<<<<

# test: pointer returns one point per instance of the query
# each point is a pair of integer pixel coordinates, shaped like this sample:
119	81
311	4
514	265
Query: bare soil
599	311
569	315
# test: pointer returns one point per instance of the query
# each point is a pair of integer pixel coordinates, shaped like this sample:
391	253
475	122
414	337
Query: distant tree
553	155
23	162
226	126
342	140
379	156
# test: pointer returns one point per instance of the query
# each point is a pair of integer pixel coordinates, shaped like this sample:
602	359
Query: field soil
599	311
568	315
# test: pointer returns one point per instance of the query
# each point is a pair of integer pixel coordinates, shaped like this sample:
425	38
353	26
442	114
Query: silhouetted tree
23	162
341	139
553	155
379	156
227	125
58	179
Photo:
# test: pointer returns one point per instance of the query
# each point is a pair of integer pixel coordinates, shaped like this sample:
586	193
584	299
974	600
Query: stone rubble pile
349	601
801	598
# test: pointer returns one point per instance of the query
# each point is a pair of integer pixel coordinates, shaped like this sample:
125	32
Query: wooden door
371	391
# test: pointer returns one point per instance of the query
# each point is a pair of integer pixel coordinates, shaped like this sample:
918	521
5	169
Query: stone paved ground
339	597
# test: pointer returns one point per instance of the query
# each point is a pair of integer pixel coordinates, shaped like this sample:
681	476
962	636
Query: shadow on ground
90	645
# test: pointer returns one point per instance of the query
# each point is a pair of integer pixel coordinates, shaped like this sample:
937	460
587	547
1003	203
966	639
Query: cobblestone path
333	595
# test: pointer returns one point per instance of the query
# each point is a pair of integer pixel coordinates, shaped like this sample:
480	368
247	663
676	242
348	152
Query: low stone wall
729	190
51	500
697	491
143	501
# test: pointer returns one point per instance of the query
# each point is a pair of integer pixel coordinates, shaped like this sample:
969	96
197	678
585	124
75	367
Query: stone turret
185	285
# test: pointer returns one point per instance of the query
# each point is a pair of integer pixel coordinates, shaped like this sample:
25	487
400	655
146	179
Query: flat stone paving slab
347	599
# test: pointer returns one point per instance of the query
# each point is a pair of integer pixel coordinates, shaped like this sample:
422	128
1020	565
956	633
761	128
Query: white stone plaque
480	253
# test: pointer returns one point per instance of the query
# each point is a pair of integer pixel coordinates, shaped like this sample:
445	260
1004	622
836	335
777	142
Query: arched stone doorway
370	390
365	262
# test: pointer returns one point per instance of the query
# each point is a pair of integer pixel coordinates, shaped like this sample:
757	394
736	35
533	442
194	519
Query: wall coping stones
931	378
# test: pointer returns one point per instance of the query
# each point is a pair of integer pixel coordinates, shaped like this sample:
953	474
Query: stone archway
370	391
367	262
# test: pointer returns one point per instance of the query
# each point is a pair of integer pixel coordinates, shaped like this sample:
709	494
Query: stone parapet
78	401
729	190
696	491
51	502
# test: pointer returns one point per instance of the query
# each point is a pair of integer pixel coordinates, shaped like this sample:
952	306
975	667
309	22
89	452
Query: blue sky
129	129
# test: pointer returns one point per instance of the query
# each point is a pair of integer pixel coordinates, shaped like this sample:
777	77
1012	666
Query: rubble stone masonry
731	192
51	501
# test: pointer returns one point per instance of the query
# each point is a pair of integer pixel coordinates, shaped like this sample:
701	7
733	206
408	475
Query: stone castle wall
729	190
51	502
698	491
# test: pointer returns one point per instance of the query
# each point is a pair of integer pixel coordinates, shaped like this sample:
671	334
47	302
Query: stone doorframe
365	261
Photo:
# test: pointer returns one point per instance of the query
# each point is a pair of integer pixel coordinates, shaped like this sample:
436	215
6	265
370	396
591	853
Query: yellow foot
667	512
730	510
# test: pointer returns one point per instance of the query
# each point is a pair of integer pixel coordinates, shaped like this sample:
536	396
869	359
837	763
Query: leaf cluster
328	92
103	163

>>>>

→ **WORK REQUEST**:
Give back the complete data exactly as supplied.

→ **YOUR RESPONSE**:
# test: pointer returns one point per instance of the query
# each point is a pair of integer pixel coordinates, shaped like this sample:
119	81
311	4
514	265
Query: bare soil
599	311
569	315
# test: pointer returns one point per instance of the query
# each point is a pair of integer pixel coordinates, shaped like this sample:
391	253
475	122
414	337
Query: distant tree
553	155
23	162
226	126
342	140
379	156
# test: pointer returns one point per instance of the query
# each point is a pair of integer pixel coordinates, shaped like this sample:
602	359
Query: field soil
599	311
568	315
# test: pointer returns one point per instance of the query
# each point is a pair of integer pixel coordinates, shaped like this sample:
425	38
353	26
442	114
Query: silhouetted tree
23	162
341	139
553	155
379	156
227	125
58	179
Photo:
# test: pointer returns one point per instance of the query
# each point is a pair of integer pixel coordinates, shaped like this sample:
586	193
584	299
974	600
Query: stone rubble pile
349	601
801	598
# test: pointer returns one point per instance of the query
# each point is a pair of integer pixel coordinates, shaped like this sample:
125	32
Query: wooden door
371	391
# test: pointer returns one point per instance of the query
# each point is a pair of integer pixel coordinates, shaped like this sample:
918	521
5	169
Query: stone paved ground
339	597
# test: pointer returns one point per instance of the query
# each point is a pair of integer pixel coordinates, shaped like this sample:
681	476
962	636
Query: shadow on ground
90	645
# test: pointer returns one point per instance of the query
# each point is a pair of integer pixel coordinates, shaped like this sample:
937	460
587	547
1003	203
966	639
Query: cobblestone path
333	595
# test: pointer returns one point per instance of the query
# each point is a pair of integer pixel coordinates, shaped like this sample:
480	368
247	663
676	242
348	152
Query: low stone wall
729	190
51	500
697	491
143	501
# test: pointer returns one point per instance of the query
# each point is a pair of integer pixel coordinates, shaped like this sample:
969	96
197	678
585	124
75	367
Query: stone turret
185	285
# test: pointer returns one point per instance of the query
# each point is a pair of integer pixel coordinates, shaped like this sample:
25	487
400	655
146	179
Query: flat stone paving slab
347	599
# test: pointer returns one point per instance of the query
# each point is a pair of integer pixel coordinates, shaped like this sample:
422	128
1020	565
956	633
761	128
Query: white stone plaque
480	253
# test: pointer returns one point per instance of the query
# each point is a pair of integer pixel coordinates, shaped like this sample:
445	260
1004	622
836	335
777	142
Query: arched stone doorway
370	390
365	262
# test: pointer returns one point per instance of the query
# each point is a pair of integer pixel coordinates, shaped like this sample:
757	394
736	35
533	442
194	519
Query: wall coping stones
931	378
# test: pointer returns one point per instance of the query
# each point is a pair of integer pixel coordinates, shaped like this sample:
953	474
Query: stone archway
370	391
367	262
# test: pointer returns one point per instance of the query
# each point is a pair of integer pixel coordinates, shaped like this sample:
709	494
Query: stone parapet
78	401
729	190
696	491
51	502
# test: pointer returns one point per instance of the query
# each point is a pair of integer pixel coordinates, shaped like this sample:
952	306
975	667
309	22
89	452
Query: blue sky
129	129
# test: pointer returns one point per instance of the query
# each point is a pair of integer pixel coordinates, shaped like this sample:
777	77
1012	666
Query: rubble stone masonry
731	192
51	501
# test: pointer returns one point per instance of the query
# each point is a pair of integer pixel coordinates, shaped like this sample:
701	7
733	206
408	475
Query: stone castle wall
729	190
51	502
698	491
# test: pointer returns one point per instance of the query
# each point is a pair of integer pixel coordinates, shaped like this sample:
671	334
47	302
Query: stone doorframe
365	261
Photo:
# test: pointer returns one point per instance of the query
# each point is a pair of integer pixel coordinates, shaped like this sample:
436	215
6	265
370	396
591	853
Query: yellow foot
667	512
730	510
# test: pointer returns one point per instance of the query
# each point is a pair of integer pixel coordinates, shaped like this sample:
536	396
869	359
837	763
Query: leaf cluster
328	92
103	163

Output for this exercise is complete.